TASK OBJECTIVE ▸ Give the data a second time, exactly and in full.
# # # #
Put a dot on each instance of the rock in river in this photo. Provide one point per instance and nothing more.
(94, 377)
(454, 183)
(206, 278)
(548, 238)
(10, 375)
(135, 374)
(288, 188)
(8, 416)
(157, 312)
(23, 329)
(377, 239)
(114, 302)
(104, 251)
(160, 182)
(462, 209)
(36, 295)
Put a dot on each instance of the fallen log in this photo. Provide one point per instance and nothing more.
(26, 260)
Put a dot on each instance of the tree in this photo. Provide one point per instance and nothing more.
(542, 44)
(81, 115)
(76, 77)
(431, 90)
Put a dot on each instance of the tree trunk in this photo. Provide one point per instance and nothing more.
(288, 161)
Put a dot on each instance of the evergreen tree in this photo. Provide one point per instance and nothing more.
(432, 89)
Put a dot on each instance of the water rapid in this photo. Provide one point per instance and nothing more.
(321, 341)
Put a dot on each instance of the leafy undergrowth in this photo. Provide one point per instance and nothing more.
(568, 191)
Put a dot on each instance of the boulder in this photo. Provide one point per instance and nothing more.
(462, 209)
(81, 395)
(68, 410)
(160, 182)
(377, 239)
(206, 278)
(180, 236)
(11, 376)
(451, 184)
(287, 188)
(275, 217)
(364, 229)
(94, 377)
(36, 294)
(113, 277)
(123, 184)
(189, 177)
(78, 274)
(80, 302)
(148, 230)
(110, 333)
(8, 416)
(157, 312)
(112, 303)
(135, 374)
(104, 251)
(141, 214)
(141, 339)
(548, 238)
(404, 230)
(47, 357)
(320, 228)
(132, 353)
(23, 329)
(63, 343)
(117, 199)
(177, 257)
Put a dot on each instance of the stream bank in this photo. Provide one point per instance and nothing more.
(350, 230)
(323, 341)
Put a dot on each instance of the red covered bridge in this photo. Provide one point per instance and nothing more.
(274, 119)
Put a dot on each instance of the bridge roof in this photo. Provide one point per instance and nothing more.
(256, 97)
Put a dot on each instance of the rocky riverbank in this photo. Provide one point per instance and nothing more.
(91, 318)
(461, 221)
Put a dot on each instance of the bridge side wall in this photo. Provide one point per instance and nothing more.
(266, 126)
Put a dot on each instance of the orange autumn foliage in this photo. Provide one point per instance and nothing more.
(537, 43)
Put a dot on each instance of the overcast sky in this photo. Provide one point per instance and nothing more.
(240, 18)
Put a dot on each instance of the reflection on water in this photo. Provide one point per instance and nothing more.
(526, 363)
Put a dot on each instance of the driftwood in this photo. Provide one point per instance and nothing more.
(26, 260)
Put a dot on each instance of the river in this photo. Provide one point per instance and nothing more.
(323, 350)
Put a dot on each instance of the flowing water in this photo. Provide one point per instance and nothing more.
# # # #
WRITTEN REPLY ▸
Put a dot on each instance of the rock in river in this photo. Provide one point per instance and nothing more.
(94, 377)
(454, 183)
(206, 278)
(548, 238)
(10, 375)
(135, 374)
(288, 188)
(8, 416)
(157, 312)
(23, 329)
(377, 239)
(114, 302)
(104, 251)
(160, 182)
(462, 209)
(36, 295)
Put a dot on each instance of the fallen log in this photo. Provide one point per instance and nothing more.
(26, 260)
Put a dot on each instance of the tree in this photo. Provide one point per instance and nothing more.
(542, 44)
(81, 115)
(76, 77)
(431, 90)
Put a dot on each instance of the tree trunk in this photo. Provide one point per instance and nothing more.
(288, 161)
Put a dot on each instance of the evergreen tree in this photo. Provide one point per instance and nothing more.
(432, 89)
Put a dot on each instance of the water rapid in this photo. Provide one point per instance and nothing more.
(321, 341)
Put a dot on each instance of the leafy undergrowth in this photo. Provide one point per instance and nothing more.
(568, 191)
Put a dot on each instance of the boulder in this photo. Provide one point per instance and nothing more.
(462, 209)
(81, 395)
(68, 410)
(160, 182)
(377, 239)
(206, 278)
(180, 236)
(11, 376)
(451, 184)
(287, 188)
(275, 217)
(364, 229)
(94, 377)
(36, 294)
(113, 277)
(123, 184)
(189, 177)
(78, 274)
(80, 302)
(148, 230)
(110, 333)
(8, 416)
(157, 312)
(112, 303)
(135, 374)
(104, 251)
(141, 214)
(141, 339)
(548, 238)
(404, 230)
(47, 357)
(320, 228)
(132, 353)
(23, 329)
(63, 343)
(117, 199)
(177, 257)
Put a dot on each instance of the stream bank in this photo. Provide one point per instance and nothing more.
(350, 230)
(323, 341)
Put a dot on each instance of the red covered bridge in this photo. Provide one point per instance and nothing more.
(274, 119)
Put a dot on each instance of the bridge roof in this photo. Provide one point per instance and nothing more.
(256, 97)
Put a dot on each instance of the rocky riverbank in this photo. Provide one point per instance and nothing more.
(91, 318)
(461, 221)
Put a dot on each instance of the bridge side wall in this photo. Provide one point per instance and nothing more.
(266, 126)
Put a dot on each instance of the orange autumn foliage in this photo. Provide one point per instance and nothing more.
(537, 43)
Put a dot on each instance of the overcast sky in this photo. Provide one point per instance and nothing more.
(240, 18)
Put a dot on each instance of the reflection on water in this photo. Provide one point per instance and nothing more.
(526, 363)
Put a dot on each instance of the driftwood in this photo. Provide one point per instance and nothing more.
(26, 260)
Put a dot on each instance of the river in this photo. Provide one point per instance and nothing more.
(323, 350)
Put a dot on each instance of the flowing water in this photo. Provide one point per instance and nothing more.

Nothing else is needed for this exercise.